◆ Set of tasks:
a – State whether each statement below agrees with the forum thread on stress output in deal.ii, answering yes or no and quoting the deciding words from the thread: (i) the recovery procedure it mentions yields a stress field more accurate than one would naively expect; (ii) Konrad Schneider uses the coarse mesh unintentionally; (iii) the loop in Konrad Schneider's code runs over the vertices of each cell.
b – According to the forum thread on stress output in deal.ii, in which namespaces might there be a function that averages cell-based quantities to node-based quantities?

◆ Passage provided:
#####

To me, the plot does not actually look particularly badly. Your mesh is just
too coarse :)

> To polish the contour plot I tried to mimic the procedure of Step-18, where
> the stress is averaged in each cell. To this end I used the following

> piece of code: [...]
> To receive the following picture: Screenshot from 2023-03-15 00-45-46.png

> Not much of an improvement. Is there a possibility to get a smoother
> output? I thought of averaging the individual cell contributions connected
> to a vertex.

You can do that, and I believe that there is a function somewhere in either
namespace DoFTools or VectorTools that averages cell-based quantities to
node-based quantities.

In reality, though, if you *really* want a smooth field, then you want to use
the Zienkiewicz-Zhu "recovery" procedure. It is a particular kind of averaging
that produces a stress (gradient) field that can be shown to be
one-order-more-accurate than one would naively expect. Of course, the
alternative is to just do what you are already doing but on a finer mesh :-)

Best
W.

--
>
------------------------------------------------------------------------
Wolfgang Bangerth email: bang...@colostate.edu
www: http://www.math.colostate.edu/~bangerth/

[Konrad Schneider]

Dear Wolfgang,

yes the mesh is quite coarse, but I want to investigate the functionality of how deal.ii outputs stresses and how these stresses are then displayed via for instance paraview. To really see the effects I intentionally use the coarse mesh.
So far, I actually do create a (derived) DataPostprocessor-Object (see the thinned out and altered step-8 tutorial attached to this message) similar to the procedure in step-32. You wrote, that the gradients are computed at the vertices. How so? If I look at line 291 of my code or at step-32, there is a loop over all quadrature points (  for (unsigned int q = 0; q < n_quadrature_points; ++q) ) which gets called for every cell. In the scope of this loop the shape function gradients at the quadrature points are used to compute the desired output variable by a special calculation rule. However, these are not the vertices. If the gradients are somehow again computed at the vertices, which might be an internal procedure of the DataPostprocessor-functionality of dealii, how would this procedure know what the special calculation rule of the desired output would look like?

#####

◆ Entries:
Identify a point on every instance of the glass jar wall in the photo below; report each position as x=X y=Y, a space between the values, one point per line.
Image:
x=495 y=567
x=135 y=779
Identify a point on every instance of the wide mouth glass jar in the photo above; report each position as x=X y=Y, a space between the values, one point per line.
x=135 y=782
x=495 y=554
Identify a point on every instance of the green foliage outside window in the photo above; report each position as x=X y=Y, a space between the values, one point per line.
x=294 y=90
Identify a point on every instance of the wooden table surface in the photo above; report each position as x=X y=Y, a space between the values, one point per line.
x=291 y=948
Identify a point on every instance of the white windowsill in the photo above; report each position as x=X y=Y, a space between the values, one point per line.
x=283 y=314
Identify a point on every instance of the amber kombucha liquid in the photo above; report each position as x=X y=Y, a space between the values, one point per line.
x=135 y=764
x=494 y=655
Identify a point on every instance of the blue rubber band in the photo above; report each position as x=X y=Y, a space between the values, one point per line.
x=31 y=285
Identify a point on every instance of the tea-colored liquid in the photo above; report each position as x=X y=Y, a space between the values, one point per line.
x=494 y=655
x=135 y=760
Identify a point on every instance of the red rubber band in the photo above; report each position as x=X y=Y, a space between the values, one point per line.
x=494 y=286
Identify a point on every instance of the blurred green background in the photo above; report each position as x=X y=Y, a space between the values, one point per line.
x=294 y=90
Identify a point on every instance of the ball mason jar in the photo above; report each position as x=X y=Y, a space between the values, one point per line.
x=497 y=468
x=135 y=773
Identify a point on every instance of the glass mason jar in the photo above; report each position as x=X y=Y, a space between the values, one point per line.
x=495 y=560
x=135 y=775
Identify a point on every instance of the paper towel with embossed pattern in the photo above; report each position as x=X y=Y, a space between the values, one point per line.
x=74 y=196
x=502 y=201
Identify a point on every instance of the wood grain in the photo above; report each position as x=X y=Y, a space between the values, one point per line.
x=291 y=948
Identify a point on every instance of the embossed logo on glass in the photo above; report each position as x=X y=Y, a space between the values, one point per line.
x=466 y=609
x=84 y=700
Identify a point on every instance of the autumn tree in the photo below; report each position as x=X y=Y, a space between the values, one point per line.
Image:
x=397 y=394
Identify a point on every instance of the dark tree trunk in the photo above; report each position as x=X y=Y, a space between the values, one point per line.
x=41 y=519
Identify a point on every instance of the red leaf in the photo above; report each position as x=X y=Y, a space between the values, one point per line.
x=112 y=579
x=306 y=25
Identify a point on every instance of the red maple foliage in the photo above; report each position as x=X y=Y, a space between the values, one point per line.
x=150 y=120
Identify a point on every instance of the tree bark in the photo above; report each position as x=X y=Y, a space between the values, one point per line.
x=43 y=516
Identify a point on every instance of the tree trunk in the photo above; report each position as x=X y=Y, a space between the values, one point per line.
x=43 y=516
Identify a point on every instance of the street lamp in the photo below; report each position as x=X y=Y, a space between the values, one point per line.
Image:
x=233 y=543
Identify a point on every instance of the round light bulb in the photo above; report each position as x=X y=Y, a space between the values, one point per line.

#####

◆ Expected answers:
a –
(i) Yes: "can be shown to be one-order-more-accurate than one would naively expect"
(ii) No: "To really see the effects I intentionally use the coarse mesh."
(iii) No: "there is a loop over all quadrature points"

b – DoFTools or VectorTools.